# [REQUIRED ACTION]
Repeat the data exactly, please.
>>
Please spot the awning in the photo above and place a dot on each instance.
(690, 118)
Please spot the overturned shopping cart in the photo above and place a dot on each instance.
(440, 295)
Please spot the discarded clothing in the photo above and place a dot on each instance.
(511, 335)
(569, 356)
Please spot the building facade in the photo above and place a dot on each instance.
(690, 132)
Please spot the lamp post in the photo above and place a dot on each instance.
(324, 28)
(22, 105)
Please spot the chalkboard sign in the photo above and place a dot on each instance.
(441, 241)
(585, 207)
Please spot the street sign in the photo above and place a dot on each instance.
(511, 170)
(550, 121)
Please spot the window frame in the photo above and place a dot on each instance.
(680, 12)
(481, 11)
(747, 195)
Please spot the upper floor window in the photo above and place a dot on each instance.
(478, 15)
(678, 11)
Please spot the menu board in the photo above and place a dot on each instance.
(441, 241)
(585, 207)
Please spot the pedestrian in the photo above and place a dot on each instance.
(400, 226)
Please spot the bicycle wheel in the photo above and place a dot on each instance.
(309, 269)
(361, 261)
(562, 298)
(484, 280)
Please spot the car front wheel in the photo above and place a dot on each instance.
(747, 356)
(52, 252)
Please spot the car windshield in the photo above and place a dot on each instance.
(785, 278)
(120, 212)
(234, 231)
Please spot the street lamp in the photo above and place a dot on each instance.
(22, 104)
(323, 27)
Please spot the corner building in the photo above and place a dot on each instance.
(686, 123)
<<
# [WRITTEN RESPONSE]
Please spot the awning in the photo above and place a dot on each instance.
(690, 118)
Please spot the overturned shopping cart in the photo above and place a dot on each instance.
(440, 295)
Please spot the discarded clothing in the photo above and place a dot on each instance.
(511, 335)
(569, 356)
Please spot the building facade in the photo above and place a dot on each instance.
(690, 132)
Please spot the lamp post in the photo above and place a dot on each instance.
(324, 28)
(22, 105)
Please spot the chalkboard sign in the photo above and place a dot on each instance.
(441, 241)
(585, 207)
Please spot the street sign in the photo above and place a dot on each instance.
(511, 170)
(550, 121)
Please spot the window frame in the photo above and place a dot on each instance.
(680, 12)
(481, 11)
(747, 195)
Please spot the upper floor window in the photo above and place a dot on each instance.
(478, 15)
(678, 11)
Please spot the menu board in the photo above and place a dot on each instance.
(441, 241)
(585, 207)
Please spot the pedestrian in the photo above and place a dot on each instance.
(400, 226)
Please spot the bicycle wheel in the photo above and place a dot on each instance.
(309, 269)
(361, 261)
(562, 298)
(484, 280)
Please spot the car front wheel in the photo above and place a dot on each instance.
(747, 356)
(52, 252)
Please spot the car windshield in the photo above and place a dot on each instance.
(785, 278)
(120, 212)
(234, 231)
Please spot the street lamp in the photo above and place a dot on each instance.
(22, 104)
(323, 27)
Please spot the corner building in the photo above and place a dot on each instance.
(686, 123)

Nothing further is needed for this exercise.